Page:

::::

Facebook Prophet



Facebook Forecasting Tool Prophet is built on Stan

Facebook recently announced that they have made their forecasting tool, Prophet, open source. This is great news for data scientists and business analysts alike—forecasting is an important but tricky process that is critical to many, both for-profit and non-profit organizations. The Prophet forecasting tool is able to make sophisticated predictions extremely fast—within milliseconds! It is particularly valuable for people who need forecasting data but don’t have the time or skills to develop their own models. 

The open sourcing of Facebook Prophet reinforces the growing trend of making sophisticated data science techniques accessible to non-experts and non-programmers. As Facebook describes it:

We have observed two main themes in the practice of creating a variety of business forecasts:

  • Completely automatic forecasting techniques can be brittle and they are often too inflexible to incorporate useful assumptions or heuristics.
  • Analysts who can produce high quality forecasts are quite rare because forecasting is a specialized data science skill requiring substantial experience.

::::

Provided information:

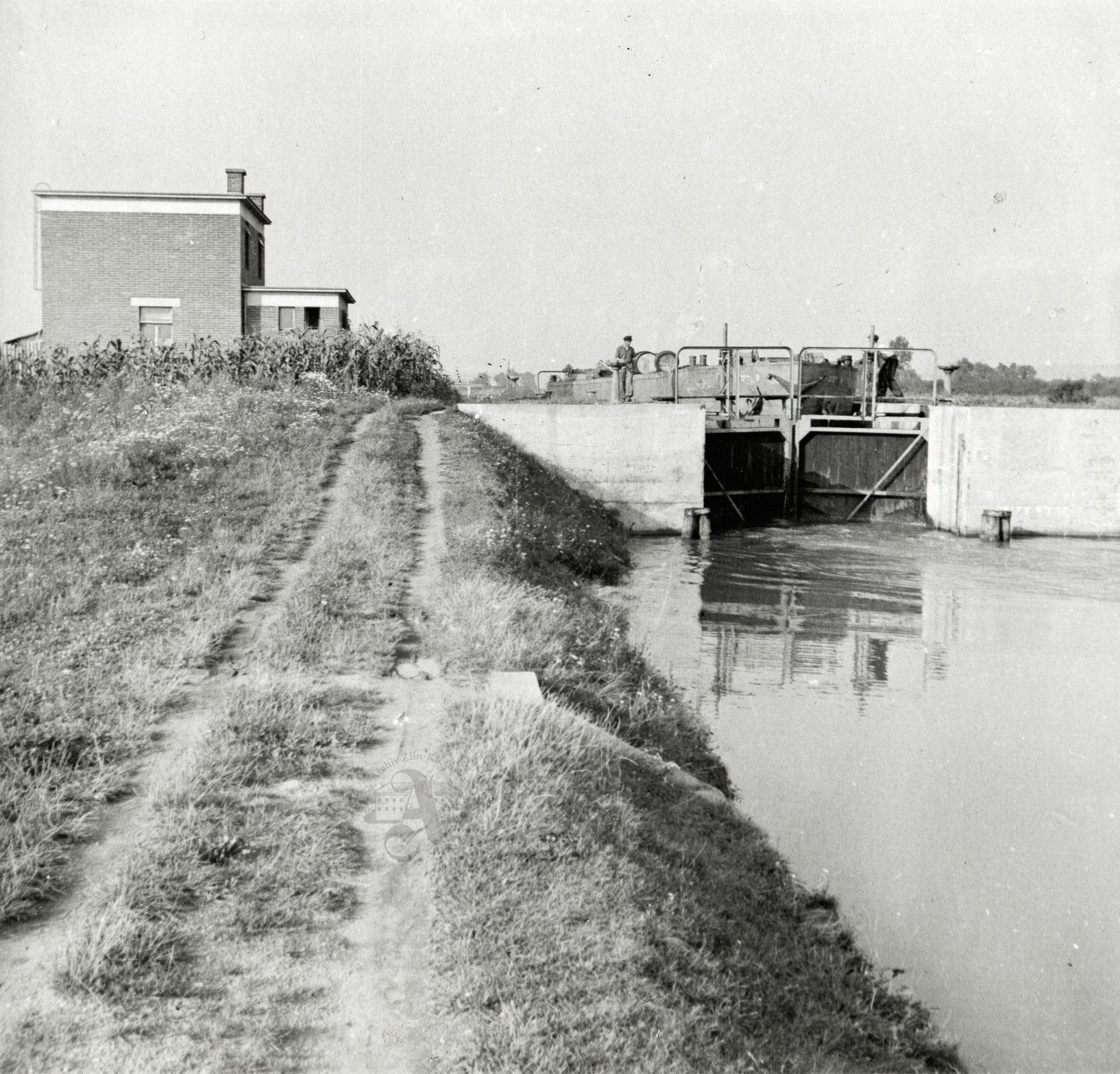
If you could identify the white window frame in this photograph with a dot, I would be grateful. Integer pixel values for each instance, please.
(162, 330)
(166, 337)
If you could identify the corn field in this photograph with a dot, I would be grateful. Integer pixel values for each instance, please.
(395, 363)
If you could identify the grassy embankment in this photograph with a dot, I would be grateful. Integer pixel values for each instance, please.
(592, 916)
(206, 949)
(136, 521)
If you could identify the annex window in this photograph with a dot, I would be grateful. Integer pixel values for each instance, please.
(156, 324)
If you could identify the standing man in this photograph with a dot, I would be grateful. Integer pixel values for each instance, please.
(624, 362)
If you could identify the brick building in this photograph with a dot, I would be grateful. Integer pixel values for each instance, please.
(167, 267)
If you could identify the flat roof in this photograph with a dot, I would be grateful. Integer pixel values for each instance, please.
(245, 199)
(302, 291)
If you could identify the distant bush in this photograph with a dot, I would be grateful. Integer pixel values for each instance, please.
(398, 363)
(1069, 392)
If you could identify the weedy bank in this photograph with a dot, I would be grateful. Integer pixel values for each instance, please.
(592, 915)
(210, 949)
(137, 519)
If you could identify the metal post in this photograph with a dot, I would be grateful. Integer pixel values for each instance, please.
(727, 374)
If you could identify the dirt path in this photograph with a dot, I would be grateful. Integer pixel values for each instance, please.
(385, 1019)
(29, 951)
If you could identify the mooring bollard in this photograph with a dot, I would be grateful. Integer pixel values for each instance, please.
(996, 526)
(697, 523)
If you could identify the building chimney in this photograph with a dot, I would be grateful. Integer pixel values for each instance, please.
(234, 180)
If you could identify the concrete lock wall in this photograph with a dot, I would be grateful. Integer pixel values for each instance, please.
(646, 461)
(1056, 471)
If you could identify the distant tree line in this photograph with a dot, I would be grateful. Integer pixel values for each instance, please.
(979, 379)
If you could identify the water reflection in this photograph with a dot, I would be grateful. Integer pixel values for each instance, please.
(925, 725)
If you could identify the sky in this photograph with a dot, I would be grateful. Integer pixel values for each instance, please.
(523, 184)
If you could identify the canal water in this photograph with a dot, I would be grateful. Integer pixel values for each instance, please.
(929, 727)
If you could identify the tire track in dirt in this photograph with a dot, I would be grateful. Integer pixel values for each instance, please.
(29, 950)
(385, 1019)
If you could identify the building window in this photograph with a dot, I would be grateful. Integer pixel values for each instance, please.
(156, 324)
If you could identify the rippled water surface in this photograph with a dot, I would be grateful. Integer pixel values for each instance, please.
(929, 726)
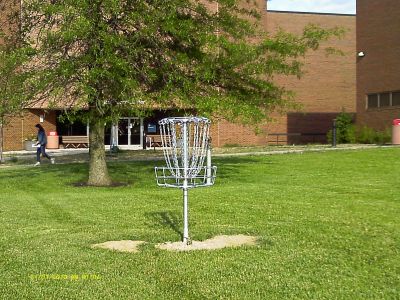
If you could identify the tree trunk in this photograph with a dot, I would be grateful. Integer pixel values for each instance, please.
(1, 141)
(98, 172)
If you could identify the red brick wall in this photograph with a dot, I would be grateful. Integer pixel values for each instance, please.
(378, 36)
(21, 127)
(327, 87)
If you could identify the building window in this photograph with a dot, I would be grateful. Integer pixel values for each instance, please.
(373, 101)
(396, 99)
(384, 100)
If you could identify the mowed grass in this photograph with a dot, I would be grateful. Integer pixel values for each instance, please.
(328, 228)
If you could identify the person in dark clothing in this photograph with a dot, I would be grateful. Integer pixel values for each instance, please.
(41, 143)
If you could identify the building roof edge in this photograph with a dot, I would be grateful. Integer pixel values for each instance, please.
(310, 13)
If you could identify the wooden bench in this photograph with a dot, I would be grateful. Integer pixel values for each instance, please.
(75, 141)
(154, 141)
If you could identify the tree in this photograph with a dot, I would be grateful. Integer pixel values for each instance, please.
(114, 56)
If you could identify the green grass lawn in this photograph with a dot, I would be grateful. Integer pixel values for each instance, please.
(328, 225)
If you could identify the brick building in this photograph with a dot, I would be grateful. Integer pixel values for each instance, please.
(378, 63)
(327, 87)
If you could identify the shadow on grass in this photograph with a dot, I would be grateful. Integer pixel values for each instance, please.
(165, 219)
(135, 173)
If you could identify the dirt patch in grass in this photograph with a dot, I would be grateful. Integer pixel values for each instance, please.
(122, 246)
(218, 242)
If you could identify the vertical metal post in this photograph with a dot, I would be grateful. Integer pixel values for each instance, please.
(186, 239)
(334, 133)
(209, 161)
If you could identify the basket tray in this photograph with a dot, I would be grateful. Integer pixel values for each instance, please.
(169, 177)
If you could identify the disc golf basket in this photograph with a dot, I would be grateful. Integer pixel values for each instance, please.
(186, 146)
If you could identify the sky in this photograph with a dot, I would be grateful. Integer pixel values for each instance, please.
(323, 6)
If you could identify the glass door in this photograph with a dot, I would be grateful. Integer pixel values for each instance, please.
(123, 132)
(130, 132)
(136, 132)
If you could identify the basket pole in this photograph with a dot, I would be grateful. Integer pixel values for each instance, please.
(186, 239)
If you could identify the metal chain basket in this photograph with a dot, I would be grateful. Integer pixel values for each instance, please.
(186, 146)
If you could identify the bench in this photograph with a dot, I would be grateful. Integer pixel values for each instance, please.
(154, 141)
(75, 141)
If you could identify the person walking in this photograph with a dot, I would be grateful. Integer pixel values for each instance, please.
(41, 144)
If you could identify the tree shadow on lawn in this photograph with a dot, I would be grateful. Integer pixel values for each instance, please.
(132, 173)
(165, 219)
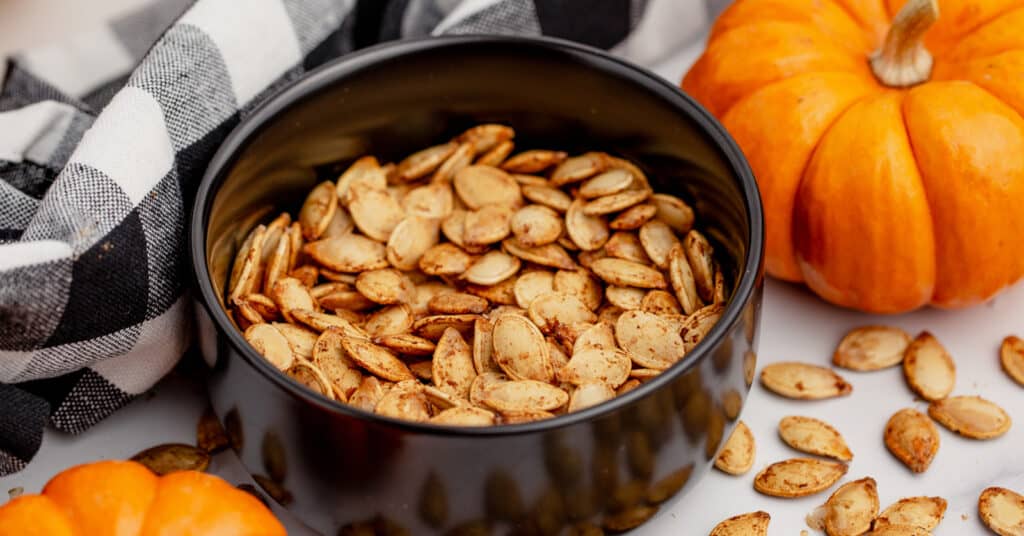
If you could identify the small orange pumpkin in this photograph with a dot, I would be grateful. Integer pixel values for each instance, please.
(124, 498)
(891, 177)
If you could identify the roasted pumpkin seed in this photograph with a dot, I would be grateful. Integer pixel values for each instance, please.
(871, 347)
(803, 381)
(798, 477)
(850, 510)
(753, 524)
(924, 512)
(813, 437)
(911, 437)
(972, 417)
(1001, 510)
(740, 449)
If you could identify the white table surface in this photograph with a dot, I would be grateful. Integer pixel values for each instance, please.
(795, 326)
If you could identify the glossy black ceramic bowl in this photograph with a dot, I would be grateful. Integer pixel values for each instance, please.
(612, 465)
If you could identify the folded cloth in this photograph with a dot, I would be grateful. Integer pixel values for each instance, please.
(94, 305)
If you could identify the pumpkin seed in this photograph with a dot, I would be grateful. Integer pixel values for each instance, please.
(269, 342)
(673, 211)
(492, 269)
(424, 162)
(813, 437)
(803, 381)
(798, 477)
(627, 246)
(406, 404)
(483, 360)
(660, 302)
(1012, 358)
(502, 293)
(172, 457)
(574, 169)
(433, 327)
(553, 310)
(486, 225)
(871, 347)
(453, 365)
(551, 255)
(850, 510)
(393, 320)
(911, 437)
(649, 339)
(310, 377)
(410, 241)
(608, 366)
(628, 298)
(1001, 510)
(634, 217)
(479, 186)
(972, 417)
(340, 371)
(614, 202)
(695, 327)
(496, 156)
(377, 360)
(210, 436)
(590, 394)
(368, 394)
(346, 300)
(628, 274)
(753, 524)
(547, 196)
(928, 368)
(520, 351)
(364, 173)
(532, 284)
(588, 232)
(924, 512)
(317, 210)
(317, 321)
(407, 344)
(444, 259)
(536, 225)
(385, 286)
(534, 161)
(580, 284)
(375, 212)
(246, 272)
(606, 183)
(481, 383)
(350, 253)
(484, 137)
(524, 395)
(598, 336)
(737, 455)
(464, 416)
(462, 157)
(457, 303)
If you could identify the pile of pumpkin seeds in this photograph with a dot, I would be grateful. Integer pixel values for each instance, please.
(909, 435)
(469, 286)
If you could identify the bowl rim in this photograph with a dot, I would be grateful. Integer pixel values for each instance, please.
(331, 73)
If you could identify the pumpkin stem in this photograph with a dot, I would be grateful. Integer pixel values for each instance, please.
(903, 60)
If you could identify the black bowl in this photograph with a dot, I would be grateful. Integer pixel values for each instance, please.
(614, 464)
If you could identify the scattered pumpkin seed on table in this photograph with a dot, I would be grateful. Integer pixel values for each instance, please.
(472, 285)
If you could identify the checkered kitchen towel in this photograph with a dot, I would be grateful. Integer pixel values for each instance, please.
(103, 139)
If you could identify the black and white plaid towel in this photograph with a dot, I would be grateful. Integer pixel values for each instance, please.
(102, 141)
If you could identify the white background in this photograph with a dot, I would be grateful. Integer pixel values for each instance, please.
(796, 326)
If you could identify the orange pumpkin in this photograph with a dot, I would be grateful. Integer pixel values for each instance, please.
(124, 498)
(887, 140)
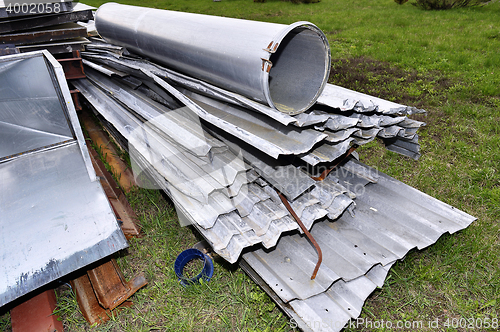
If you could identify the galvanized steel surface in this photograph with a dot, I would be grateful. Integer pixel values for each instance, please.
(54, 215)
(390, 219)
(285, 67)
(347, 100)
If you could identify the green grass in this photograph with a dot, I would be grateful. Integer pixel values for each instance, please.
(444, 61)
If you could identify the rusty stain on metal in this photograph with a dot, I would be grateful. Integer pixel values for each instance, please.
(306, 232)
(73, 67)
(268, 48)
(76, 101)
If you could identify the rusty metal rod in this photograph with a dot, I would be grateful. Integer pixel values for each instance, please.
(306, 232)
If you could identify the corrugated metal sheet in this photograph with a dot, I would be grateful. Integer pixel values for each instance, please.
(349, 100)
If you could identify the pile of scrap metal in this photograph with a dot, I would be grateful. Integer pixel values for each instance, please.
(234, 120)
(51, 25)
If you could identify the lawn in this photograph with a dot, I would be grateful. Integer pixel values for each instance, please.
(447, 62)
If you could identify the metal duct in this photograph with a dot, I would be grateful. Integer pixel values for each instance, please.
(283, 66)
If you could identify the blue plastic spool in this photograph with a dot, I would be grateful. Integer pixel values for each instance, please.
(185, 257)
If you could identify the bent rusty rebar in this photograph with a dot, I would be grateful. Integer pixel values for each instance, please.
(306, 232)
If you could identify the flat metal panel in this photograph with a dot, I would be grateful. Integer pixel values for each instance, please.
(12, 8)
(53, 220)
(80, 12)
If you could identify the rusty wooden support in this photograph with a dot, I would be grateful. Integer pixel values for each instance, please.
(100, 138)
(73, 67)
(110, 286)
(116, 197)
(35, 314)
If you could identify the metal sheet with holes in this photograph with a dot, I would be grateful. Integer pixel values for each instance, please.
(390, 219)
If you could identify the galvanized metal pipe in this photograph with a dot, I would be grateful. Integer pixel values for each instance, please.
(285, 67)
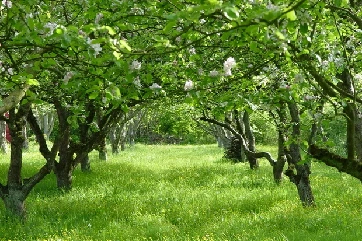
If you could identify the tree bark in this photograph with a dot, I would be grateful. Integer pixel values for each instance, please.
(282, 147)
(265, 155)
(85, 164)
(3, 142)
(102, 150)
(253, 161)
(64, 168)
(301, 179)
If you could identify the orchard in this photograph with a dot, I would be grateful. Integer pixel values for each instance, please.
(105, 72)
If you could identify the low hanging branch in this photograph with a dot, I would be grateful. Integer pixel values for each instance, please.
(351, 167)
(266, 155)
(13, 99)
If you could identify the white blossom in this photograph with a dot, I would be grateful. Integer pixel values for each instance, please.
(192, 50)
(98, 18)
(7, 3)
(51, 27)
(67, 77)
(155, 86)
(358, 77)
(309, 97)
(227, 72)
(214, 73)
(137, 82)
(200, 71)
(136, 65)
(299, 78)
(11, 71)
(96, 47)
(284, 85)
(228, 65)
(189, 85)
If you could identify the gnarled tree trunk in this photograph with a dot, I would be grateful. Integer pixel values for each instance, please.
(301, 178)
(3, 142)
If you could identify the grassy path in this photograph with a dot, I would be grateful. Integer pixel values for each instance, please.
(185, 193)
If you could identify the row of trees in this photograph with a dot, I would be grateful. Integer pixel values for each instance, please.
(95, 62)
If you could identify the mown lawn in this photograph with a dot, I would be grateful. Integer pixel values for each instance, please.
(184, 193)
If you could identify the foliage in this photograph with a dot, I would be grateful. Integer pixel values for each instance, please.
(173, 124)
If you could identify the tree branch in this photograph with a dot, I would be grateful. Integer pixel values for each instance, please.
(266, 155)
(351, 167)
(13, 99)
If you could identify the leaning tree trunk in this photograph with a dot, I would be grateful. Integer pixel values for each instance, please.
(3, 142)
(253, 161)
(102, 150)
(25, 135)
(301, 178)
(64, 168)
(14, 198)
(282, 147)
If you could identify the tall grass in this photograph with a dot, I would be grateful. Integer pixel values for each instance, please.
(184, 193)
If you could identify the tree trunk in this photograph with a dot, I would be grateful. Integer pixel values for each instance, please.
(25, 135)
(102, 150)
(114, 139)
(85, 164)
(3, 142)
(15, 203)
(14, 197)
(301, 179)
(64, 168)
(64, 177)
(282, 148)
(253, 161)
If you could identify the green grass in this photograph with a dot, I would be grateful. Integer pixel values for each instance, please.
(184, 193)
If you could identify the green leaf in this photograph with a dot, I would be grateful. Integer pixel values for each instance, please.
(231, 13)
(110, 30)
(254, 46)
(93, 96)
(169, 26)
(124, 44)
(291, 15)
(304, 28)
(32, 82)
(117, 55)
(279, 35)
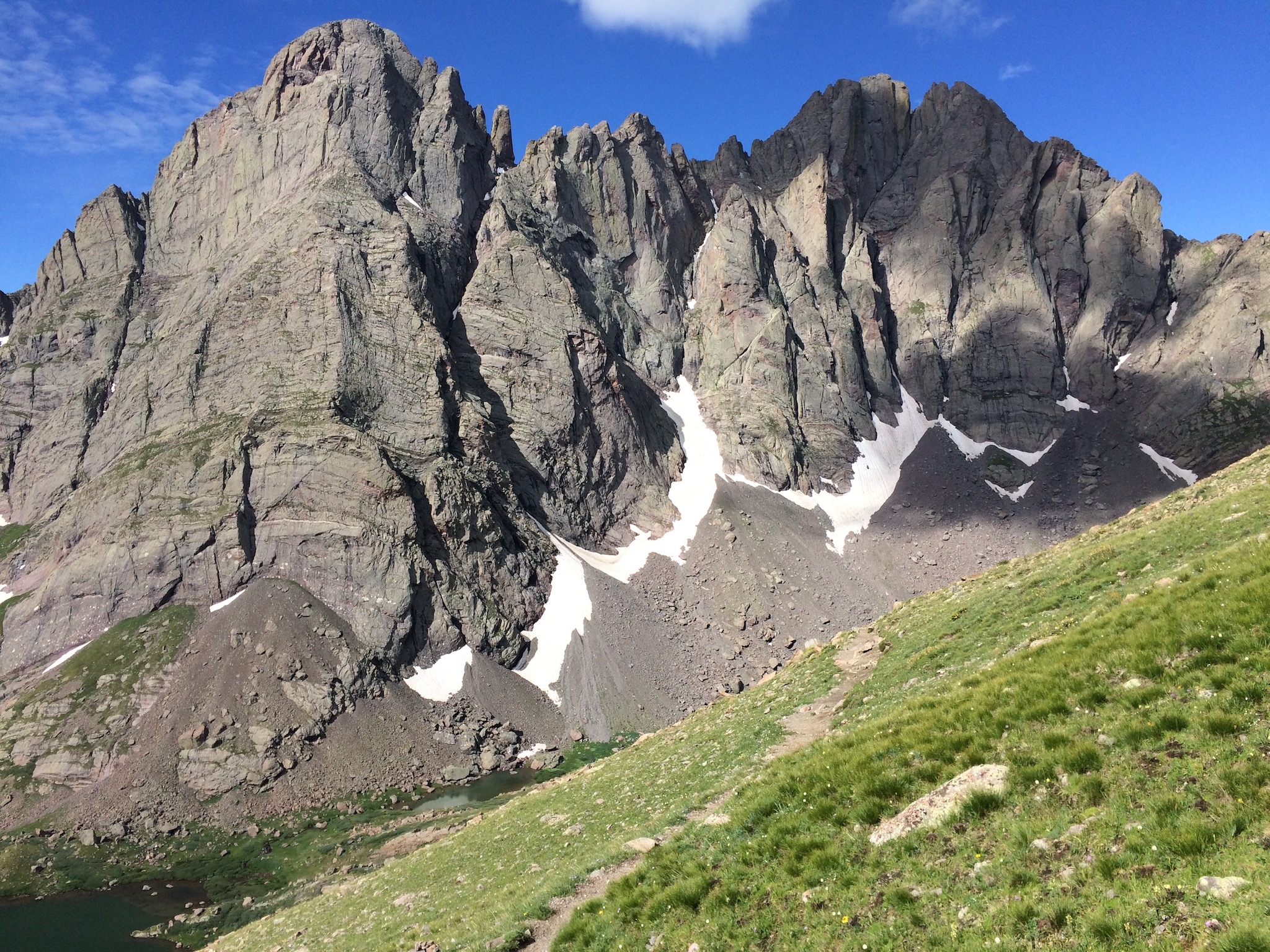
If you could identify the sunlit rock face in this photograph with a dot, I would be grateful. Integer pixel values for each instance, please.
(350, 340)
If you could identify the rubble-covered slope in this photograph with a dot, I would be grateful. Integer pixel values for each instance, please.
(350, 342)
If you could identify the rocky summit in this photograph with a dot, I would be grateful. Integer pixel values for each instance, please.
(497, 450)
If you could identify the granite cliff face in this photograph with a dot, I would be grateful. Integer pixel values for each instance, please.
(349, 340)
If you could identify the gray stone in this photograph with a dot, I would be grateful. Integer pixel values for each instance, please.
(458, 772)
(1221, 886)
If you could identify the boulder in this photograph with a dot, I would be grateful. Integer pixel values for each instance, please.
(1221, 886)
(941, 803)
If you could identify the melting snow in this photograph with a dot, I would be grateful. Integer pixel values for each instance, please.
(973, 450)
(443, 679)
(1169, 467)
(66, 656)
(874, 475)
(568, 607)
(229, 601)
(693, 494)
(567, 611)
(874, 478)
(1006, 494)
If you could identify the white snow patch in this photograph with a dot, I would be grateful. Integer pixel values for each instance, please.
(1006, 494)
(1169, 467)
(973, 450)
(874, 475)
(567, 611)
(445, 678)
(970, 448)
(66, 656)
(693, 494)
(568, 607)
(229, 601)
(530, 752)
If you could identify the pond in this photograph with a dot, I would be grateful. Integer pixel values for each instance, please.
(94, 922)
(478, 791)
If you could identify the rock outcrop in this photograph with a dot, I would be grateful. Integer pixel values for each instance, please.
(349, 340)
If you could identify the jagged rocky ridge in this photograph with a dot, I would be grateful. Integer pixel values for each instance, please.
(347, 342)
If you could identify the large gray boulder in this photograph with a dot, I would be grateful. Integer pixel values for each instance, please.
(349, 340)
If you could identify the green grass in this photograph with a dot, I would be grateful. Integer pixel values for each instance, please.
(104, 678)
(1145, 721)
(492, 878)
(11, 536)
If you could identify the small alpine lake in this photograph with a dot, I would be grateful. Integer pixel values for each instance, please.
(94, 922)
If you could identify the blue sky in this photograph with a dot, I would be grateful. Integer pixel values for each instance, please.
(97, 93)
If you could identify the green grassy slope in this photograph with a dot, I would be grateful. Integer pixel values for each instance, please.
(487, 881)
(1137, 743)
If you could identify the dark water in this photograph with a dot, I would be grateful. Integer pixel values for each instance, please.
(478, 791)
(93, 922)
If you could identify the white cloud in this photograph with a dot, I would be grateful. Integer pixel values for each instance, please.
(59, 92)
(945, 15)
(700, 23)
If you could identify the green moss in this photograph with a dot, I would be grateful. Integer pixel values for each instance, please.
(11, 537)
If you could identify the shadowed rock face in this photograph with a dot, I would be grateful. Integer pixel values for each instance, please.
(347, 340)
(248, 372)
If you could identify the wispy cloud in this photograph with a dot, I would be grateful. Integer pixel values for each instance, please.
(59, 92)
(700, 23)
(945, 15)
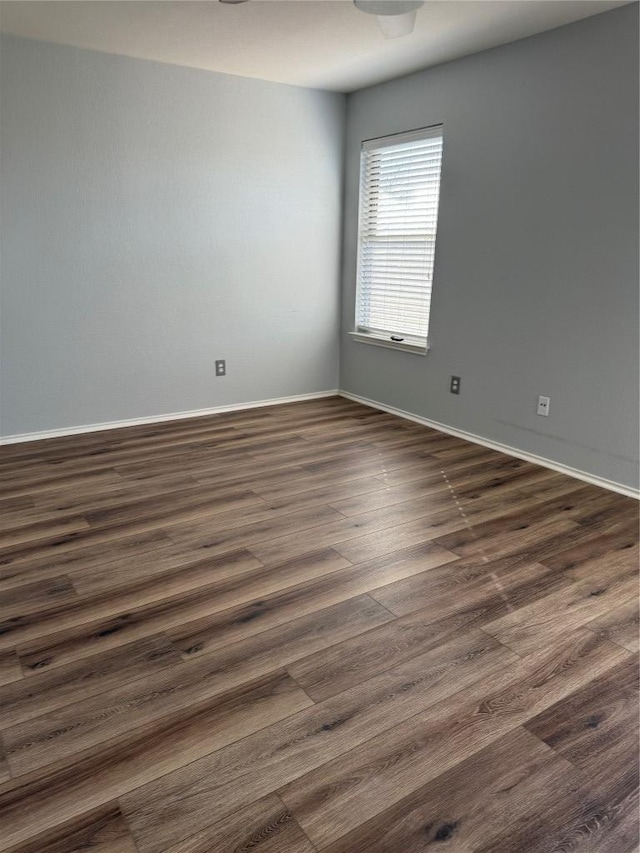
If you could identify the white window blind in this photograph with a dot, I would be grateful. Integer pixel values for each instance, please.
(399, 191)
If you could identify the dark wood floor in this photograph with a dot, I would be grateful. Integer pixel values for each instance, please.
(312, 627)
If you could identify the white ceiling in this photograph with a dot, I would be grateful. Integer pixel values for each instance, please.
(325, 44)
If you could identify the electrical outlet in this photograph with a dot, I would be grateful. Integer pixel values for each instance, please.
(543, 406)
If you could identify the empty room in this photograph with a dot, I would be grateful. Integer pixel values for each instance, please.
(319, 380)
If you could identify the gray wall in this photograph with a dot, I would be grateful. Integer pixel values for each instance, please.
(536, 276)
(156, 218)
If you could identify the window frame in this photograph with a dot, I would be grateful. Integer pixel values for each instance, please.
(397, 340)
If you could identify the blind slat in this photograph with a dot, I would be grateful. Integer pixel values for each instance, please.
(399, 193)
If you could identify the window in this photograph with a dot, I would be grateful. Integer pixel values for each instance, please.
(399, 190)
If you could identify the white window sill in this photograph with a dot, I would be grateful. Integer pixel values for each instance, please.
(380, 341)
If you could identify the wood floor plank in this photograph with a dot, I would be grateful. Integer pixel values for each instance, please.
(206, 609)
(101, 831)
(140, 596)
(457, 597)
(520, 775)
(621, 625)
(443, 592)
(46, 739)
(230, 778)
(596, 728)
(40, 802)
(10, 668)
(48, 689)
(550, 617)
(37, 596)
(264, 827)
(336, 797)
(34, 566)
(281, 629)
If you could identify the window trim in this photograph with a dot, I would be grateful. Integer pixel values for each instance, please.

::::

Given exercise:
Using the page on Facebook Prophet, explain why analysts who can produce high-quality forecasts are rare.

Full response:
They are rare because forecasting is a specialized data science skill that requires substantial experience.